» **Extrait choisi**
+-------+
La manière d’opérer a une influence considérable sur les souffrances postopératoires. La technique chirurgicale modifie la douleur postopératoire.
 
  • Mini-incisions (mini-sternotomie supérieure, mini-thoracotomie, incisions de thoracoscopie, prélèvement endoscopique de la saphène).
  • Rétraction progressive et dosée du sternum en évitant toute fracture.
  • Coagulation très localisée du lit de l’artère mammaire interne lors de son prélèvement en évitant de léser les nerfs intercostaux.
  • En fin d’intervention, l’infiltration de l’incision de sternotomie avec de la bupivacaïne est une possibilité d'une certaine efficacité.
  • Ablation précoce des drains thoraciques.
Le passage à la chronicité survient malheureusement dans 4 à 11% des cas [4,7,18]. Les facteurs de risque sont l’obésité, le prélèvement mammaire, le jeune âge et le besoin élevé en antalgique dans le postopératoire. On retrouve aussi d’autres étiologies : retard de consolidation sternale, fragments cassés de fils de pace-maker épicardique, formation de névromes, dommages aux nerfs intercostaux, particulièrement lors du prélèvement de la mammaire.
+-------+
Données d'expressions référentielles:
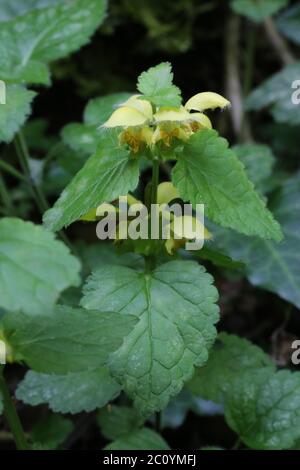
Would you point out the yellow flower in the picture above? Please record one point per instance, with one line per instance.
(144, 126)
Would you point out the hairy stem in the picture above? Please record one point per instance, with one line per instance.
(5, 197)
(37, 193)
(11, 415)
(12, 171)
(23, 156)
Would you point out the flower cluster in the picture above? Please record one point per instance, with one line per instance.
(143, 124)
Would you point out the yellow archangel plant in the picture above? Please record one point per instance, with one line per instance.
(143, 123)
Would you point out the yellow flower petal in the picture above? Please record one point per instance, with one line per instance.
(190, 228)
(206, 100)
(143, 106)
(171, 114)
(202, 120)
(166, 192)
(126, 117)
(105, 209)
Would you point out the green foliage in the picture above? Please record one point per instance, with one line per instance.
(288, 23)
(276, 93)
(259, 161)
(177, 312)
(229, 358)
(35, 264)
(118, 421)
(157, 86)
(82, 339)
(110, 172)
(207, 172)
(86, 137)
(262, 406)
(29, 42)
(257, 10)
(50, 432)
(142, 439)
(272, 266)
(15, 111)
(74, 392)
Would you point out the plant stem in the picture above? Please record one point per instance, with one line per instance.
(249, 60)
(5, 196)
(155, 179)
(151, 259)
(11, 415)
(23, 155)
(37, 193)
(12, 171)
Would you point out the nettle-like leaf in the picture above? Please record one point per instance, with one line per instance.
(15, 111)
(229, 357)
(156, 84)
(257, 10)
(51, 431)
(35, 268)
(288, 23)
(43, 35)
(176, 307)
(272, 266)
(118, 421)
(67, 340)
(107, 174)
(208, 172)
(263, 408)
(277, 92)
(141, 439)
(218, 258)
(259, 161)
(74, 392)
(85, 137)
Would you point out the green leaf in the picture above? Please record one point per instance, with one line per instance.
(70, 393)
(87, 136)
(142, 439)
(277, 92)
(51, 431)
(43, 35)
(272, 266)
(258, 161)
(67, 340)
(107, 174)
(218, 258)
(257, 10)
(15, 111)
(156, 84)
(118, 421)
(229, 357)
(35, 265)
(288, 23)
(177, 312)
(263, 408)
(208, 172)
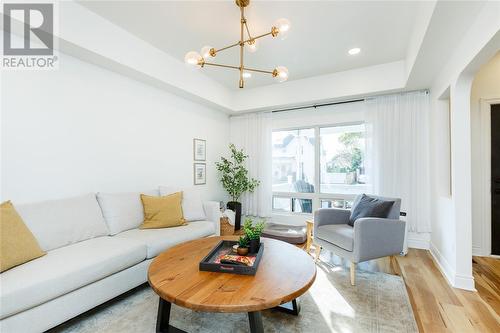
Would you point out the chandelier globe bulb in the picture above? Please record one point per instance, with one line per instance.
(206, 52)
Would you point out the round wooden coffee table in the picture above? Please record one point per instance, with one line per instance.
(284, 273)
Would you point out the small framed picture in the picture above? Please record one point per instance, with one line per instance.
(200, 149)
(200, 173)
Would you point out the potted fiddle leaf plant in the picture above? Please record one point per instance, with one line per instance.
(253, 232)
(235, 180)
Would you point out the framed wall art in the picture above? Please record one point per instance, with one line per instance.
(200, 149)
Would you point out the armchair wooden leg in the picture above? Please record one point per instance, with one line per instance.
(318, 250)
(353, 273)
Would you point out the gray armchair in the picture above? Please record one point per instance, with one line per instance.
(370, 238)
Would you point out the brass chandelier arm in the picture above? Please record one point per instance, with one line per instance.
(242, 45)
(257, 70)
(238, 68)
(248, 30)
(220, 65)
(245, 41)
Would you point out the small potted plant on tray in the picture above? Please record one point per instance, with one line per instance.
(252, 233)
(242, 248)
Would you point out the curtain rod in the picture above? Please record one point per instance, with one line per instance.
(345, 102)
(318, 105)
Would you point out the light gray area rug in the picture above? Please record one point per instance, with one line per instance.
(378, 303)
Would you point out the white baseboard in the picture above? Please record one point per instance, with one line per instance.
(418, 240)
(454, 280)
(477, 250)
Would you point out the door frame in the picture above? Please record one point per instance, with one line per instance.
(485, 111)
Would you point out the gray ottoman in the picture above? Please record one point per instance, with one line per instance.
(287, 233)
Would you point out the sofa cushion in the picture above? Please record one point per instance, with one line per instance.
(17, 243)
(162, 212)
(369, 207)
(123, 211)
(192, 205)
(158, 240)
(64, 270)
(341, 235)
(58, 223)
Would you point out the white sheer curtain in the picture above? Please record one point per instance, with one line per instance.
(398, 153)
(253, 133)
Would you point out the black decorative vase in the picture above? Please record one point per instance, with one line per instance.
(236, 207)
(254, 245)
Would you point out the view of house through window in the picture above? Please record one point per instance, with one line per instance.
(342, 159)
(340, 167)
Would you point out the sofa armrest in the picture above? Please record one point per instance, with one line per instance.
(377, 237)
(212, 211)
(325, 216)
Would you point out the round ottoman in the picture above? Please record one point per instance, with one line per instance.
(288, 233)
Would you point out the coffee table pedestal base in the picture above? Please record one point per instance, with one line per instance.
(163, 320)
(292, 307)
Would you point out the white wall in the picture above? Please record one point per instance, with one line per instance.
(86, 129)
(451, 240)
(486, 85)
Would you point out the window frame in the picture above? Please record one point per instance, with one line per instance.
(317, 196)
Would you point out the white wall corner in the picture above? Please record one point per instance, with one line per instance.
(477, 250)
(419, 240)
(455, 280)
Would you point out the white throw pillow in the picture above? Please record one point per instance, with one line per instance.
(123, 211)
(192, 205)
(58, 223)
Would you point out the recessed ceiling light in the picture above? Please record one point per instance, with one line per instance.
(354, 51)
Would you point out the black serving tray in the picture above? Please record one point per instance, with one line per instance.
(208, 264)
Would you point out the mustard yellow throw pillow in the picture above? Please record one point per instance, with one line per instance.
(162, 212)
(17, 243)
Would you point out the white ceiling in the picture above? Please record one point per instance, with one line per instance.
(322, 32)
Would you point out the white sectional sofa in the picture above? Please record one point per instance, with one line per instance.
(95, 252)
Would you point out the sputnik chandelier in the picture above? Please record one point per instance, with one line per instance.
(280, 28)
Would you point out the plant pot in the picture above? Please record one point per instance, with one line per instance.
(236, 207)
(254, 245)
(242, 251)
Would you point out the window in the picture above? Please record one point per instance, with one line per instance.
(293, 161)
(342, 159)
(309, 173)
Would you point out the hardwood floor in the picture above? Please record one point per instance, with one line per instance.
(437, 306)
(487, 277)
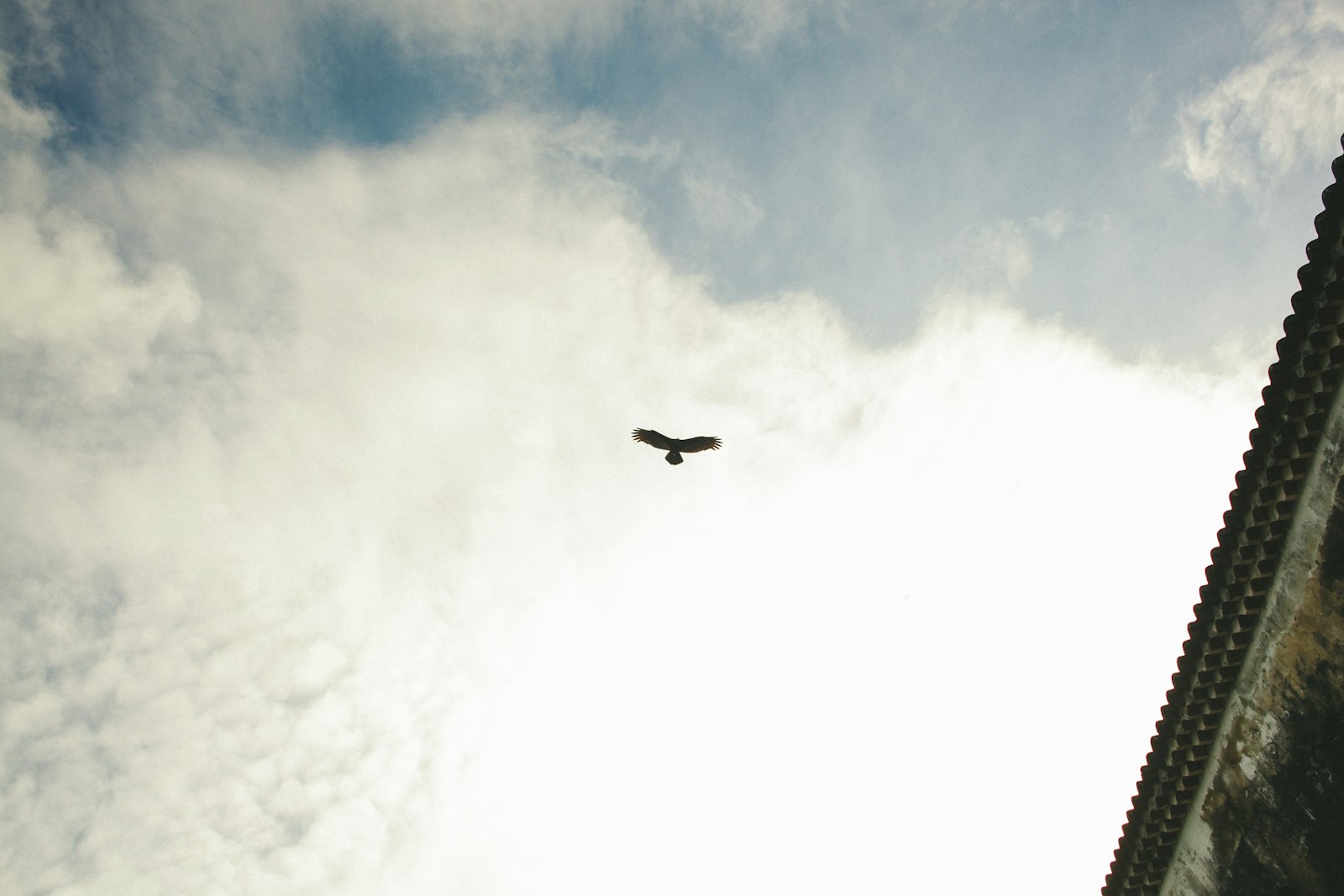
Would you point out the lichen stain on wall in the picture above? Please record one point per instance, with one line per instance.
(1276, 806)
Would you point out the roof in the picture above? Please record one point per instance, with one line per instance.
(1300, 394)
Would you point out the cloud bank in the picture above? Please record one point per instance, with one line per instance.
(331, 569)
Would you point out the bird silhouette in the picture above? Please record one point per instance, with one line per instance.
(675, 446)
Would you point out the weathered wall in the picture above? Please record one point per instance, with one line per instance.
(1269, 815)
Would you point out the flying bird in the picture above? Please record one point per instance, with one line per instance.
(675, 446)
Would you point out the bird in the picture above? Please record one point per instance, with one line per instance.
(675, 446)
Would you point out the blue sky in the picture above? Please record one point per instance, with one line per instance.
(329, 566)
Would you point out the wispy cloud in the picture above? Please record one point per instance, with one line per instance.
(1272, 113)
(382, 600)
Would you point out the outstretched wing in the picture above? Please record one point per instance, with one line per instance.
(656, 439)
(699, 443)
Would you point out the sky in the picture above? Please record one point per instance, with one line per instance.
(328, 564)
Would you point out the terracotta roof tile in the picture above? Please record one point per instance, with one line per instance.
(1301, 390)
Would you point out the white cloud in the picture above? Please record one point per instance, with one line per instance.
(385, 600)
(1270, 114)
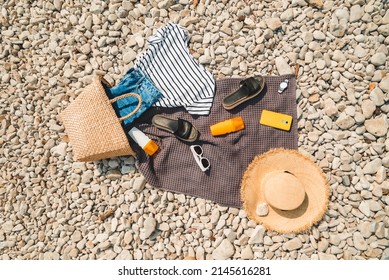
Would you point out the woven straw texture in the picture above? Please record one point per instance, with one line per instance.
(94, 130)
(173, 168)
(306, 171)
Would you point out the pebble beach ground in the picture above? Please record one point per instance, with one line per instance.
(52, 207)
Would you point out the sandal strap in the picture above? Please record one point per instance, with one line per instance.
(183, 129)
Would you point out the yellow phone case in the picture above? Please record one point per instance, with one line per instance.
(276, 120)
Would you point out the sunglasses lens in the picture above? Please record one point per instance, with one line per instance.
(198, 150)
(205, 162)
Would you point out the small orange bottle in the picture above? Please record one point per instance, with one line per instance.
(227, 126)
(148, 145)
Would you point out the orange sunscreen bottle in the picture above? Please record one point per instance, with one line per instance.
(148, 145)
(227, 126)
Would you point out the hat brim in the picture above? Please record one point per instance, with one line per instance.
(309, 174)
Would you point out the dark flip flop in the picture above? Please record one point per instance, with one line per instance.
(250, 88)
(182, 129)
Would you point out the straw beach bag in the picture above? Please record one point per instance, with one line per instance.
(94, 130)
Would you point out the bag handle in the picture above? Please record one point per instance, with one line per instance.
(125, 96)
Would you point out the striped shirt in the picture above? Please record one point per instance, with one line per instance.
(181, 80)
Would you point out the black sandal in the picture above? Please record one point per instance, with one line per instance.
(182, 129)
(250, 88)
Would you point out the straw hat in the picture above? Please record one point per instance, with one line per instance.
(284, 191)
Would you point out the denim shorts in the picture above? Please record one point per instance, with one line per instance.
(137, 82)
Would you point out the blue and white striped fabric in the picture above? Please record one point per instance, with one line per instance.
(181, 80)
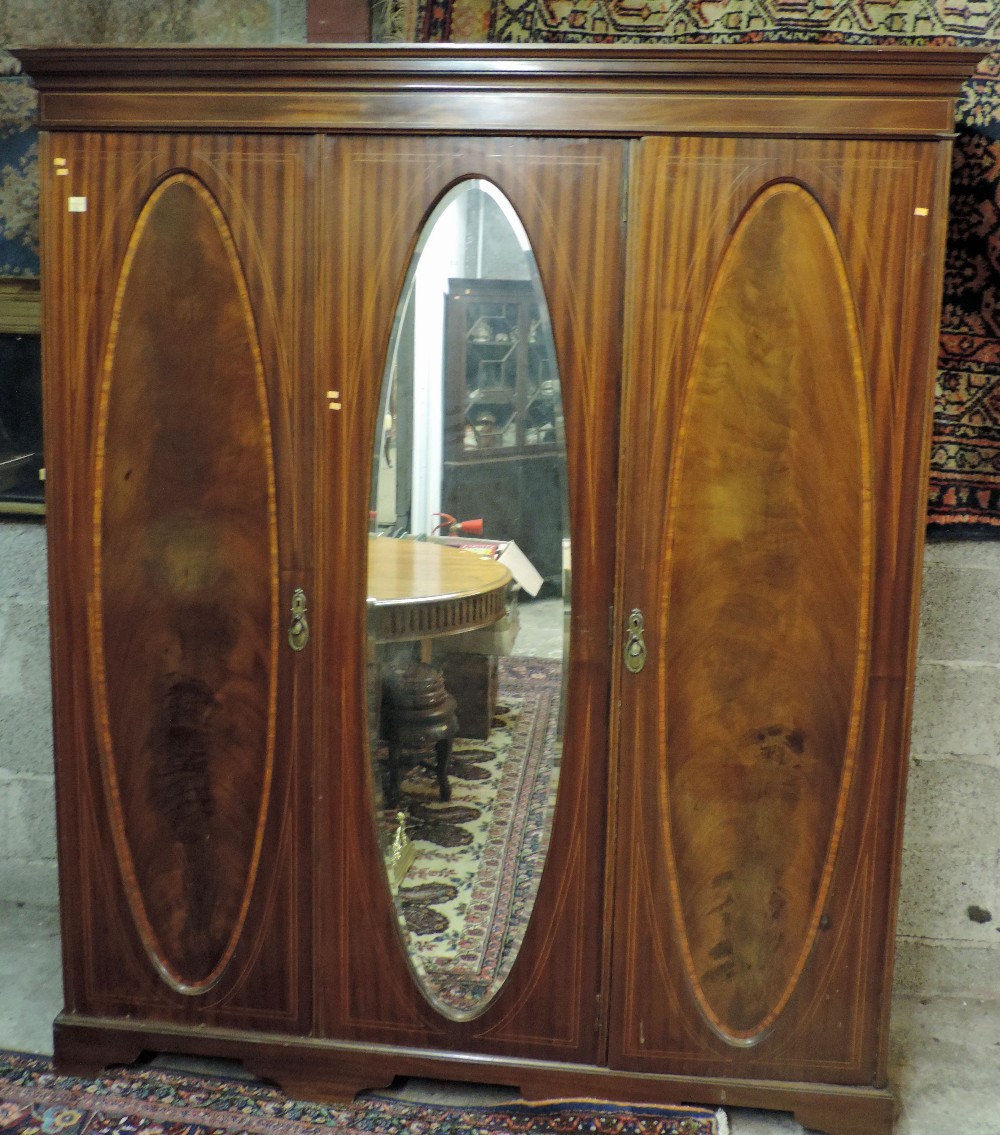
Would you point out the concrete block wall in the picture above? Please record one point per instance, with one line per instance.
(950, 896)
(949, 913)
(27, 826)
(949, 910)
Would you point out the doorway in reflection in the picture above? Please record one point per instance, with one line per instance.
(465, 708)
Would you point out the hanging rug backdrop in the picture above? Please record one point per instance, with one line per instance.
(36, 1101)
(468, 897)
(965, 461)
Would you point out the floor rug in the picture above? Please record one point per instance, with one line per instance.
(468, 896)
(36, 1101)
(965, 456)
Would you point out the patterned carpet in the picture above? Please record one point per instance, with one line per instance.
(36, 1101)
(965, 459)
(468, 897)
(964, 489)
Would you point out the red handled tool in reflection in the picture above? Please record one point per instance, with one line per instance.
(452, 527)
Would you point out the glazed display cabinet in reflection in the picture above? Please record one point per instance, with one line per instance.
(734, 275)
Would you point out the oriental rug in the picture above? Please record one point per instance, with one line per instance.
(964, 492)
(965, 455)
(151, 1101)
(468, 896)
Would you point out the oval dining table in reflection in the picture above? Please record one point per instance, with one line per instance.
(419, 590)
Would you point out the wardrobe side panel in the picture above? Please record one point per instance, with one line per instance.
(782, 297)
(176, 297)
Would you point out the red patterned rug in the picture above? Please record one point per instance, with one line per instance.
(468, 897)
(36, 1101)
(965, 459)
(964, 494)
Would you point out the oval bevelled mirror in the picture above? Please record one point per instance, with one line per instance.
(468, 585)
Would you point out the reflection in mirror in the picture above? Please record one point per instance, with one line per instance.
(468, 579)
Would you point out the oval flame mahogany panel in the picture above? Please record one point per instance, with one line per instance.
(185, 612)
(766, 623)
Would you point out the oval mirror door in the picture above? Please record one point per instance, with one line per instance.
(468, 582)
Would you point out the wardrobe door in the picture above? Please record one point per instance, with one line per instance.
(178, 534)
(378, 195)
(782, 296)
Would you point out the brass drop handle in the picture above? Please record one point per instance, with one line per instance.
(299, 627)
(635, 641)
+-------+
Pouvez-vous recopier mot pour mot le passage de l'extrait sur la douleur postopératoire qui commence par « Le passage à » et se poursuit jusqu'à « de la mammaire. » ?

» **Réponse**
Le passage à la chronicité survient malheureusement dans 4 à 11% des cas [4,7,18]. Les facteurs de risque sont l’obésité, le prélèvement mammaire, le jeune âge et le besoin élevé en antalgique dans le postopératoire. On retrouve aussi d’autres étiologies : retard de consolidation sternale, fragments cassés de fils de pace-maker épicardique, formation de névromes, dommages aux nerfs intercostaux, particulièrement lors du prélèvement de la mammaire.